作業内容:
下の文章を読んで、次の問いに答えてください。
(a) オフセット量算出部72は、算出結果をどこに渡すか。
(b) 制御部50は、電圧オフセット量OFSをどこに記憶するか。
(c) 平均値算出部73は、何に基づいてデジタルコードCODEの平均値を求めるか。

提示された文章:
============

オフセット量算出部72は、平均値算出部71の算出結果に基づいて、D相期間PDにおける参照信号REFの電圧オフセット量OFSを算出するものである。そして、オフセット量算出部72は、その算出結果を、制御部50に供給するようになっている。制御部50は、この電圧オフセット量OFSをレジスタに記憶し、制御部50の参照信号生成部51は、この電圧オフセット量OFSに基づいて、参照信号REFを生成する。これにより、参照信号生成部51は、これ以降、D相期間PDにおいて、電圧オフセット量OFSの分だけ電圧がずれた参照信号REFを生成する。そして、走査部21は、遮光画素領域R22における複数の遮光画素P2を駆動し、読出部40は、信号SIGに基づいて、この参照信号REFを用いてAD変換を行うことによりデジタルコードCODEを生成する。
平均値算出部73は、制御部50からの指示に基づいて、画像信号DATA0に含まれる、遮光画素領域R22における複数の遮光画素P2に係るデジタルコードCODEの平均値を求めるものである。このデジタルコードCODEは、読出部40が、D相期間PDにおいて、電圧オフセット量OFSの分だけ電圧がずれた参照信号REFを用いて生成したものである。平均値算出部73は、このようにして生成したデジタルコードCODEの平均値を求めるようになっている。

============

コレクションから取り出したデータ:
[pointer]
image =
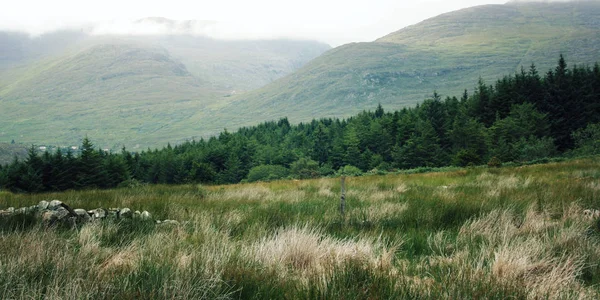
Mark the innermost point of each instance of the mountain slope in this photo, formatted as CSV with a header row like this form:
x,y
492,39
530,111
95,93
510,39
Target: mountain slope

============

作業の結果:
(a) 制御部50
(b) レジスタ
(c) 制御部50からの指示